INPUT RECORDS
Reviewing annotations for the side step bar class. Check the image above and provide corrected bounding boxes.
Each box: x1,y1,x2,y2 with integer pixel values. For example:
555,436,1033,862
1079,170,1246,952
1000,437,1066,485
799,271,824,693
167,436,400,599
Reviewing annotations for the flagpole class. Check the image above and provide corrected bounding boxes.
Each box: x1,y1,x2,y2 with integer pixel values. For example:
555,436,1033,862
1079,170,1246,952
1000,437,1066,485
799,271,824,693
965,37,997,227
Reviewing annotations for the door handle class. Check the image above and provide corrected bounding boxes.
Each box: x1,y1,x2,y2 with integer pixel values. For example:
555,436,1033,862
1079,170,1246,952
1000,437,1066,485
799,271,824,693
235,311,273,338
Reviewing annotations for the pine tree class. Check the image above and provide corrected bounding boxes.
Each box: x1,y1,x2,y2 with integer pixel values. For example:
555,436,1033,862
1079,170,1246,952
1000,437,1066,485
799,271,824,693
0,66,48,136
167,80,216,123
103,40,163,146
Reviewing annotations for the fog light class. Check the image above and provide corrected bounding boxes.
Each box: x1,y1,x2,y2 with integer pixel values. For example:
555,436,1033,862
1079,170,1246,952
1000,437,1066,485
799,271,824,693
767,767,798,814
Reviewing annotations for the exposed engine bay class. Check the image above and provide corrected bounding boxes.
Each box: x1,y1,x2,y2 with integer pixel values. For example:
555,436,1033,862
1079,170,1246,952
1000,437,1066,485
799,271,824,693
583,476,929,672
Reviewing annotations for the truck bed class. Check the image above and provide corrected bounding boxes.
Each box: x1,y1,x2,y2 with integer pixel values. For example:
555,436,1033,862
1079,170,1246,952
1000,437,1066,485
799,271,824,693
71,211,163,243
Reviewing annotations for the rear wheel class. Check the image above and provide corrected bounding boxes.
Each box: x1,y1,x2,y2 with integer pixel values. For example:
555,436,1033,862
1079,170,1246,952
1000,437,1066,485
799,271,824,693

WHAT THE TASK REQUIRES
Could you repeat, word for word, the lines from the one with "Reviewing annotations for the door" up to and including the one with "71,211,163,243"?

FULL RESPONSE
Reviewing annotations for the door handle class. Check the image above and provide corrected bounding boxes.
Each box: x1,y1,x2,y2 with integer pixel values. For example:
555,436,1033,862
1079,170,1246,952
1000,437,1066,485
799,271,824,693
235,311,273,338
Reviewing annotations for the pine tree class. Check the image above and provide corrected bounding boxes.
Each box: x1,y1,x2,y2 with integer pixel values. For example:
555,436,1033,862
1079,170,1246,952
1000,437,1066,485
799,271,824,693
0,66,48,136
167,80,216,123
103,40,163,146
Reviewing annotations for the fog light class. Check the image above and provide corrected bounding boxes.
Each box: x1,y1,x2,y2 with integer pixel values. For example:
555,436,1033,862
1079,170,1246,952
1000,437,1066,485
799,271,824,693
767,767,798,814
Reviewing annotations for the exposed engine bay class. Check the image above and provide corrected bounding boxes.
Each box: x1,y1,x2,y2 with integer pixel values. For example:
555,436,1033,862
1079,170,1246,952
1000,437,1066,485
799,271,824,693
583,476,929,672
Reviewing annotations for the truck bed class. Check the image above and provide corrected bounding boxes.
Each box: x1,y1,x2,y2 with integer pixel values. For example:
555,436,1033,862
1079,170,1246,952
1000,437,1066,485
799,271,824,693
71,211,163,243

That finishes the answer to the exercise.